-- Document passage --
BEGIN

Introduction

Ventilator-associated pneumonia (VAP) is a common complication in intensive care (ICU) patients, represents up to 80% of the nosocomial infections in the ICU [1, 2] and is associated with high mortality rates [13].

Bronchoalveolar lavage (BAL) with quantitative culture is currently regarded as a reference method for the microbiologically confirmed diagnosis of VAP [4] since clinical presentation, radiology and laboratory parameters are non-specific. However, results of BAL fluid (BALF) cultures can take up to 48 h. Because microscopic examination of BALF can be achieved within 2 h [5, 6], the diagnostic value of cytological parameters has been explored. Of the previously investigated parameters, such as the total cell count (TCC) [79], the percentage of polymorphonuclear neutrophils (PMNs) [8, 10] and the percentage of cells containing phagocytised organisms, also known as infected cells or cells with intracellular organisms (IC) [6, 11, 12], the last proved to be the most reliable. However, few studies on the influence of antibiotic therapy on the percentage of IC have been published [1315]. The previously performed studies used a relatively small study population [13], used different techniques for calculation of the percentage IC and had conflicting results [1315]. Therefore, we set out to evaluate the influence of antibiotic therapy on the predictive value of combinations of cytological parameters of BALF in diagnosing VAP.

Materials and methods

BALF inclusion and laboratory processing

This prospective study was conducted at the University Hospital Maastricht during a 61-month period (from January 1999 to February 2004). The hospital has a general ICU of 17 beds. In this period all consecutive BALF samples of ICU patients with clinical suspicion of (a new episode of) VAP were included. Clinical suspicion of VAP was defined by the clinical and radiological criteria previously described by Bonten et al., i.e. rectal temperature > 38°C or < 35.5°C, blood leukocytosis (> 10 × 103/mm3) and/or left shift or blood leukopenia (< 3 × 103/mm3), more than ten leukocytes per high-power field in Gram stain of tracheal aspirate, positive culture of tracheal aspirate and a new, persistent, or progressive infiltrate on chest radiography [16].

END

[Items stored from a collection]
BEGIN

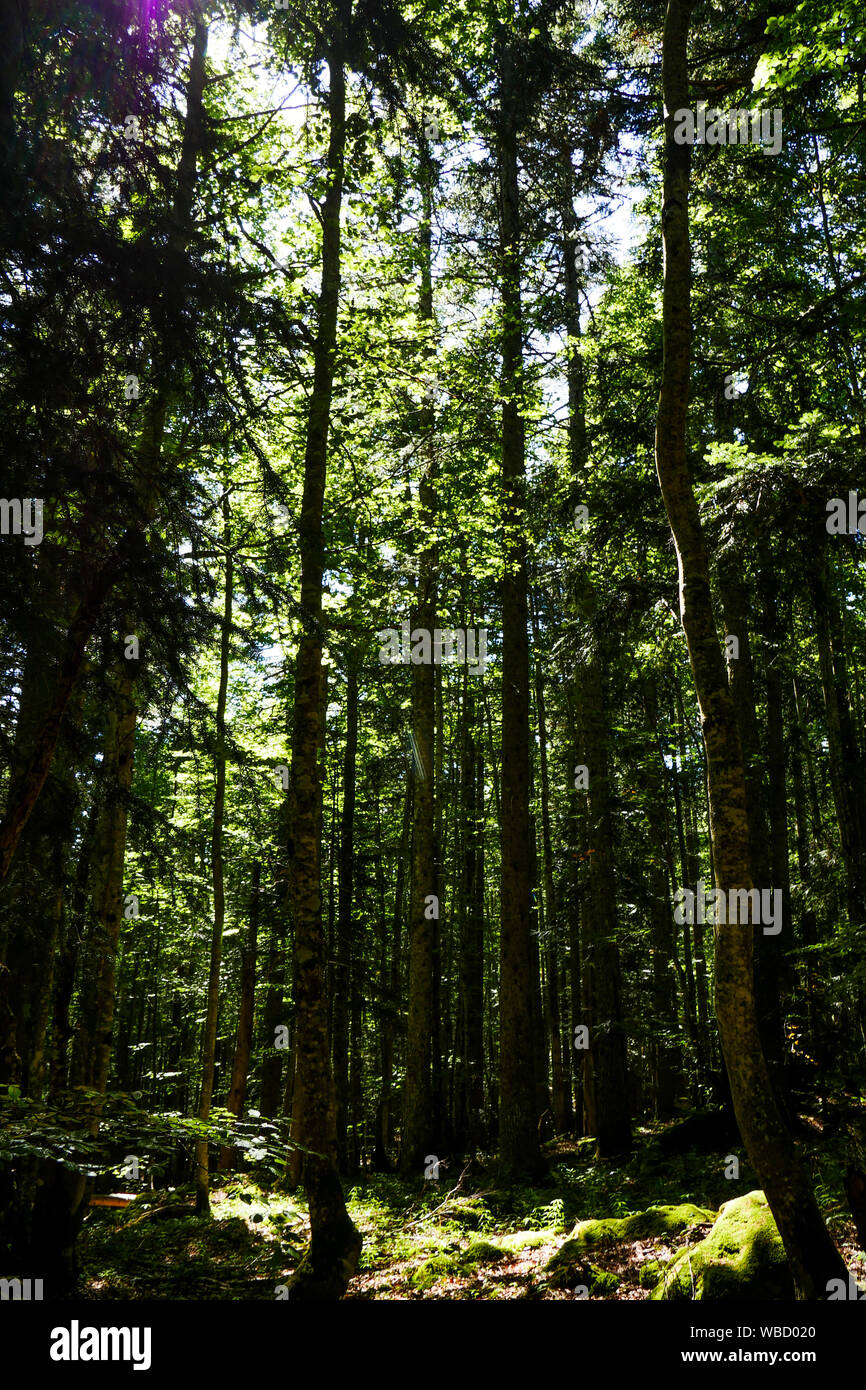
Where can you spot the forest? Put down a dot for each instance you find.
(433, 662)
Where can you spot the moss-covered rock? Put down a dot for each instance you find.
(527, 1240)
(742, 1258)
(656, 1221)
(456, 1264)
(464, 1211)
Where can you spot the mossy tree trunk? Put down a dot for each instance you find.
(811, 1251)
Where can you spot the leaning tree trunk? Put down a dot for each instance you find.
(209, 1045)
(334, 1241)
(811, 1251)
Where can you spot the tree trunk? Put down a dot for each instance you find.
(209, 1044)
(811, 1251)
(243, 1040)
(334, 1241)
(420, 1105)
(517, 1119)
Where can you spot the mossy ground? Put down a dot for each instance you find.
(421, 1240)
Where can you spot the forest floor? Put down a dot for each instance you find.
(455, 1239)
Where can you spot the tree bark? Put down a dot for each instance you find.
(209, 1044)
(517, 1119)
(811, 1251)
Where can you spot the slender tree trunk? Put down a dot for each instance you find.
(209, 1044)
(420, 1102)
(517, 1119)
(341, 977)
(243, 1040)
(811, 1251)
(334, 1241)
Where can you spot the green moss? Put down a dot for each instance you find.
(466, 1211)
(741, 1258)
(527, 1240)
(455, 1264)
(656, 1221)
(569, 1268)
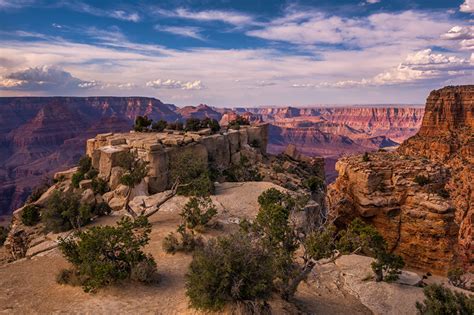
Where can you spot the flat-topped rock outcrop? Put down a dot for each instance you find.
(159, 149)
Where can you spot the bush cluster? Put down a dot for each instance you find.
(64, 212)
(237, 122)
(233, 268)
(105, 255)
(195, 124)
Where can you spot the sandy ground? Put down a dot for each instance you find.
(29, 286)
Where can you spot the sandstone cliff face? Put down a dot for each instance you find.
(429, 222)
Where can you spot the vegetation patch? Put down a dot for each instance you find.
(105, 255)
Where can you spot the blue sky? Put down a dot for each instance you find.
(237, 53)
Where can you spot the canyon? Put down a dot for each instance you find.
(41, 135)
(420, 197)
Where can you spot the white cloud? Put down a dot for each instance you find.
(186, 31)
(44, 78)
(175, 84)
(406, 28)
(230, 17)
(116, 14)
(421, 66)
(467, 6)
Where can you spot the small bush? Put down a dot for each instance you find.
(142, 123)
(457, 279)
(365, 157)
(211, 124)
(443, 193)
(76, 178)
(421, 180)
(229, 269)
(178, 126)
(104, 255)
(37, 193)
(159, 126)
(85, 164)
(198, 212)
(3, 235)
(30, 215)
(100, 186)
(186, 243)
(237, 122)
(193, 124)
(441, 300)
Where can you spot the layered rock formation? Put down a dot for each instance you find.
(420, 197)
(41, 135)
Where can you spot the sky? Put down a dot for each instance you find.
(237, 53)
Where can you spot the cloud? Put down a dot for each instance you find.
(44, 78)
(116, 14)
(186, 31)
(230, 17)
(318, 28)
(467, 6)
(422, 66)
(176, 84)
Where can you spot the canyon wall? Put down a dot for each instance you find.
(42, 135)
(421, 196)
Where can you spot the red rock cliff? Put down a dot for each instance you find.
(430, 223)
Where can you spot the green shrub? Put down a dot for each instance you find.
(314, 183)
(104, 255)
(3, 235)
(442, 192)
(136, 169)
(211, 124)
(441, 300)
(159, 126)
(192, 175)
(193, 124)
(142, 123)
(237, 122)
(456, 278)
(178, 126)
(64, 211)
(421, 180)
(186, 243)
(37, 193)
(85, 164)
(30, 215)
(100, 186)
(198, 212)
(76, 178)
(228, 269)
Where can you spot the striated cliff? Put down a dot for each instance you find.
(421, 196)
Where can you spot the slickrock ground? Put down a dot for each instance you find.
(430, 225)
(29, 286)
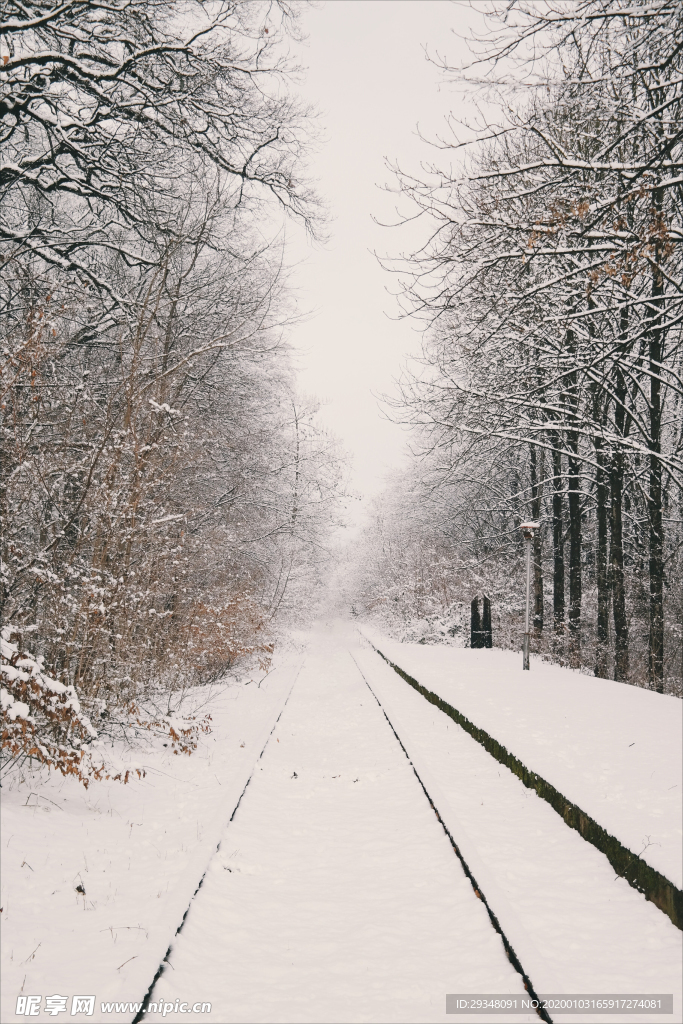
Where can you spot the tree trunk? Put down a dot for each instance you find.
(602, 573)
(655, 662)
(573, 480)
(536, 470)
(558, 540)
(485, 625)
(616, 564)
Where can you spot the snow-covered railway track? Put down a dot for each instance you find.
(265, 738)
(574, 926)
(335, 894)
(476, 887)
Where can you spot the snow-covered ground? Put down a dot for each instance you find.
(335, 894)
(614, 751)
(574, 926)
(137, 850)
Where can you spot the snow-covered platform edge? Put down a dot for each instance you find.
(663, 893)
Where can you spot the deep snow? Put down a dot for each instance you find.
(336, 894)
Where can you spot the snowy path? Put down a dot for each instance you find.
(574, 926)
(336, 895)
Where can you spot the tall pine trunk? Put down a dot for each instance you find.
(535, 460)
(573, 482)
(558, 539)
(602, 572)
(655, 660)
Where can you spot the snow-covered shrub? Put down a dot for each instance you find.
(41, 717)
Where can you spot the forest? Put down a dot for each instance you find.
(166, 491)
(168, 496)
(550, 287)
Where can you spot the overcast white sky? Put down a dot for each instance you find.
(372, 84)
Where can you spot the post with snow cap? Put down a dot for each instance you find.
(527, 529)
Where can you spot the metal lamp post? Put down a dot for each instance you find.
(527, 529)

END

-- Complete the following --
1. Answer these questions from the pneumonia study text:
(a) What share of the nosocomial infections in the ICU can VAP represent?
(b) How long can results of BAL fluid cultures take?
(c) How many beds does the hospital's general ICU have?
2. List the cytological parameters that the pneumonia study text says were previously investigated.
3. Please quote the pneumonia study text between "Ventilator-associated pneumonia (VAP)" and "high mortality rates [13].", inclusive.

-- Answers to the tasks --
1.
(a) Up to 80%
(b) Up to 48 h
(c) 17 beds

2.
- The total cell count (TCC)
- The percentage of polymorphonuclear neutrophils (PMNs)
- The percentage of cells containing phagocytised organisms, also known as infected cells or cells with intracellular organisms (IC)

3.
Ventilator-associated pneumonia (VAP) is a common complication in intensive care (ICU) patients, represents up to 80% of the nosocomial infections in the ICU [1, 2] and is associated with high mortality rates [13].